Problem – Write the whole listing out again, word for word.

##### Given records

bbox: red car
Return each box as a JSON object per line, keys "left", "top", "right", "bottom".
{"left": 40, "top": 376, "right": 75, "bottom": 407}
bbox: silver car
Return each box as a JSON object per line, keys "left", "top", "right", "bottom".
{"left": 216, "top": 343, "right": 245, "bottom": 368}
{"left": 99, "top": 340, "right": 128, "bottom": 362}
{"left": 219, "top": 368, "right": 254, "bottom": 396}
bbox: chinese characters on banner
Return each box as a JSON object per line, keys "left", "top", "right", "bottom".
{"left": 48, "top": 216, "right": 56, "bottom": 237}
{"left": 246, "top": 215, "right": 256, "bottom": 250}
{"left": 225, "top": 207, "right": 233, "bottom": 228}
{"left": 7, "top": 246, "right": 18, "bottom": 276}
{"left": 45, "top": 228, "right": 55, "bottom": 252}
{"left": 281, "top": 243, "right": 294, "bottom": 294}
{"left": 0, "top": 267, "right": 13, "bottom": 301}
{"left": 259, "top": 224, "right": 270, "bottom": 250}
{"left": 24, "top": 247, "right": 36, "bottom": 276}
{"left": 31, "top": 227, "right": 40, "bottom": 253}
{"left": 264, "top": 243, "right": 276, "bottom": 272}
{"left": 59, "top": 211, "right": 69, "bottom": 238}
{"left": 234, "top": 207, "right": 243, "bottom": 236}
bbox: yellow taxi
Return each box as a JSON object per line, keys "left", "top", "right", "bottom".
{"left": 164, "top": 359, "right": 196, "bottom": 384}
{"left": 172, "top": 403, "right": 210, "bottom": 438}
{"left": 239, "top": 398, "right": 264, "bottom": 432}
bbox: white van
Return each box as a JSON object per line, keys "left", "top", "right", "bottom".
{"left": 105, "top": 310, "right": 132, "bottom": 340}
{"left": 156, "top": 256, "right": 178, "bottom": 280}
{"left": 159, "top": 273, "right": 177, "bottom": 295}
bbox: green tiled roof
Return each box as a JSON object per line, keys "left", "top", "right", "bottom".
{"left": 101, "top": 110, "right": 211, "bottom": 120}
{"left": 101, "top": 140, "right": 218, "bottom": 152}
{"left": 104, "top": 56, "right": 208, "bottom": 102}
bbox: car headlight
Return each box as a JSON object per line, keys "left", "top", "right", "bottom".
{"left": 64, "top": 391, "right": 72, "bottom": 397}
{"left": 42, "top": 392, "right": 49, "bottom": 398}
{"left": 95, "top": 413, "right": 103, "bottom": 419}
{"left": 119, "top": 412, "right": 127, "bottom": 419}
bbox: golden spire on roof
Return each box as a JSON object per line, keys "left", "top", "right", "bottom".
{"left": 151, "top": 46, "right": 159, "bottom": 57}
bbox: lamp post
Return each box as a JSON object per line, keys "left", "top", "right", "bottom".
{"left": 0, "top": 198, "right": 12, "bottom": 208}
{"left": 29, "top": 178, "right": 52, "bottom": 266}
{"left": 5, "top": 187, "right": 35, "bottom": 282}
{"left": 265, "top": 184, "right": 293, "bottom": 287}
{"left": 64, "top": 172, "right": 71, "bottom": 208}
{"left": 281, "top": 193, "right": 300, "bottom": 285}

##########

Result for this exercise –
bbox: red car
Return each box as a JSON object per line, keys "left", "top", "right", "bottom".
{"left": 40, "top": 376, "right": 75, "bottom": 407}
bbox: silver car
Return each box as a JSON object per line, keys "left", "top", "right", "bottom".
{"left": 216, "top": 343, "right": 245, "bottom": 368}
{"left": 99, "top": 340, "right": 128, "bottom": 362}
{"left": 219, "top": 368, "right": 254, "bottom": 396}
bbox: chinese characters on banner
Return each box as a JSON object per line, keys "left", "top", "right", "bottom".
{"left": 48, "top": 216, "right": 56, "bottom": 237}
{"left": 246, "top": 215, "right": 256, "bottom": 250}
{"left": 225, "top": 207, "right": 233, "bottom": 228}
{"left": 7, "top": 246, "right": 18, "bottom": 276}
{"left": 45, "top": 228, "right": 55, "bottom": 252}
{"left": 281, "top": 243, "right": 294, "bottom": 294}
{"left": 0, "top": 267, "right": 13, "bottom": 301}
{"left": 259, "top": 224, "right": 270, "bottom": 250}
{"left": 24, "top": 247, "right": 36, "bottom": 276}
{"left": 31, "top": 227, "right": 40, "bottom": 253}
{"left": 264, "top": 243, "right": 276, "bottom": 272}
{"left": 59, "top": 211, "right": 69, "bottom": 238}
{"left": 234, "top": 207, "right": 243, "bottom": 236}
bbox: yellow taxi
Return each box as a JSON object per line, keys "left", "top", "right", "bottom".
{"left": 164, "top": 359, "right": 196, "bottom": 384}
{"left": 172, "top": 403, "right": 210, "bottom": 438}
{"left": 239, "top": 398, "right": 264, "bottom": 432}
bbox: white van
Return each box as a JSON object per line, keys "left", "top", "right", "bottom".
{"left": 105, "top": 310, "right": 132, "bottom": 340}
{"left": 156, "top": 256, "right": 178, "bottom": 280}
{"left": 159, "top": 273, "right": 177, "bottom": 295}
bbox: green tiled roof
Return each box as a JSON object per line, keys "left", "top", "right", "bottom".
{"left": 101, "top": 110, "right": 211, "bottom": 120}
{"left": 101, "top": 140, "right": 218, "bottom": 152}
{"left": 104, "top": 56, "right": 208, "bottom": 102}
bbox: car headlight
Return each box as a JSON object per line, keys "left", "top", "right", "bottom".
{"left": 64, "top": 391, "right": 72, "bottom": 397}
{"left": 42, "top": 392, "right": 49, "bottom": 398}
{"left": 95, "top": 413, "right": 103, "bottom": 419}
{"left": 119, "top": 412, "right": 127, "bottom": 419}
bbox: golden spire on roof
Return each box as a JSON object per line, keys "left", "top", "right", "bottom".
{"left": 151, "top": 46, "right": 159, "bottom": 57}
bbox: lamp post
Return each box as a JSON object per line, keys "left", "top", "right", "bottom".
{"left": 0, "top": 198, "right": 12, "bottom": 208}
{"left": 29, "top": 178, "right": 52, "bottom": 266}
{"left": 5, "top": 187, "right": 35, "bottom": 282}
{"left": 265, "top": 184, "right": 293, "bottom": 287}
{"left": 64, "top": 172, "right": 71, "bottom": 208}
{"left": 281, "top": 193, "right": 300, "bottom": 285}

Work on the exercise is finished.